WORK ORDER
The records below must be copied in full, exactly as they read.

RECORDS FOR PROCESSING
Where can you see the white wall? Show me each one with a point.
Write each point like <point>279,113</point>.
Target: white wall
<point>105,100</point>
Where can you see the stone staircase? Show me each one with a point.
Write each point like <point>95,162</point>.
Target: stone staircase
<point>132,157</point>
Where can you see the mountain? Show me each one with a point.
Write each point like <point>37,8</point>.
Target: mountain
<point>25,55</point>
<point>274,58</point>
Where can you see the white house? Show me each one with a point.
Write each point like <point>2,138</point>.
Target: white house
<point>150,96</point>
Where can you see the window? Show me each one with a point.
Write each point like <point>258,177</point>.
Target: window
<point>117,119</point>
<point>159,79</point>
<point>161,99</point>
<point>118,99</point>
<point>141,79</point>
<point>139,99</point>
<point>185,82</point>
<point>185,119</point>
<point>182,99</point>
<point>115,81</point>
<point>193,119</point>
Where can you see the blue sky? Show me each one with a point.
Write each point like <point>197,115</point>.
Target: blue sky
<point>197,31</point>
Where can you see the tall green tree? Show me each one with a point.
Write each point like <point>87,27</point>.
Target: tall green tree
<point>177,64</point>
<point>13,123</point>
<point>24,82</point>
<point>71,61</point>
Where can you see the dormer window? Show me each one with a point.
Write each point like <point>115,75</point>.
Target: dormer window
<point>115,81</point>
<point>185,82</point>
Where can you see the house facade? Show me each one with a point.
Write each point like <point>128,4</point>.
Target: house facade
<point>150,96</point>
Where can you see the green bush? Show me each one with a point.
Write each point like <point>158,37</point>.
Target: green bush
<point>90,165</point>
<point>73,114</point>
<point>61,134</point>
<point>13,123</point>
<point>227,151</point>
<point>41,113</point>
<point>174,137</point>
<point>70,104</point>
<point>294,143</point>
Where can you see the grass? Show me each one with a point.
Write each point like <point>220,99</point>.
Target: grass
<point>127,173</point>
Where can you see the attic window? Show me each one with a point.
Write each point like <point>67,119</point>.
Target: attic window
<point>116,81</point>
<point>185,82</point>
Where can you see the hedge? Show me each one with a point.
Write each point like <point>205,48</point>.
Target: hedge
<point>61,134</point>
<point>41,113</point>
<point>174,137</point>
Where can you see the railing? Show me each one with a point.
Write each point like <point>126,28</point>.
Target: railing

FINISHED TASK
Where can you see the white wall? Show me each one with a point.
Write each point like <point>279,113</point>.
Target: white wall
<point>105,100</point>
Where can you see the stone staircase? Show me each one with a point.
Write each point like <point>95,162</point>.
Target: stone staircase
<point>132,157</point>
Where can you see the mountain? Show me each one with a point.
Write each point like <point>37,8</point>.
Target: mountain
<point>25,55</point>
<point>274,58</point>
Where can you see the white house? Show me each one with a point.
Write each point like <point>2,138</point>.
Target: white house
<point>150,96</point>
Where can you see the window? Show me each one with a point.
Write each point like <point>258,177</point>.
Target: window
<point>117,119</point>
<point>159,79</point>
<point>161,99</point>
<point>118,99</point>
<point>141,79</point>
<point>139,99</point>
<point>185,82</point>
<point>185,119</point>
<point>182,99</point>
<point>115,81</point>
<point>193,119</point>
Where can you see the blue sky? Show me each one with a point.
Write each point like <point>197,115</point>.
Target: blue sky
<point>197,31</point>
Where can you see the tall green tree? Show me each one with a point.
Write each point like <point>87,27</point>.
Target: tall green tree
<point>177,64</point>
<point>13,123</point>
<point>24,82</point>
<point>71,61</point>
Where can you see the dormer window? Show me each one with a point.
Write each point like <point>115,75</point>.
Target: dormer window
<point>115,81</point>
<point>185,82</point>
Where can you see the house facade? Show me each one with a point.
Write each point like <point>128,4</point>.
Target: house facade
<point>150,96</point>
Where can you see the green bush? Show me each one with a point.
Write each point like <point>158,37</point>.
Target: green bush
<point>90,165</point>
<point>73,114</point>
<point>61,134</point>
<point>13,123</point>
<point>227,151</point>
<point>41,113</point>
<point>174,137</point>
<point>70,104</point>
<point>294,143</point>
Where can you see the grass? Show me each one with a point.
Write each point like <point>220,99</point>.
Target: grass
<point>127,173</point>
Where can you see the attic window? Show me each one with a point.
Write each point like <point>67,119</point>.
Target: attic window
<point>116,81</point>
<point>185,82</point>
Where can you see the hedge? Show me each one with a point.
Write each point like <point>205,48</point>.
Target: hedge
<point>61,134</point>
<point>41,113</point>
<point>174,137</point>
Where can you see the railing? Show me each one with a point.
Write each point like <point>126,28</point>.
Target: railing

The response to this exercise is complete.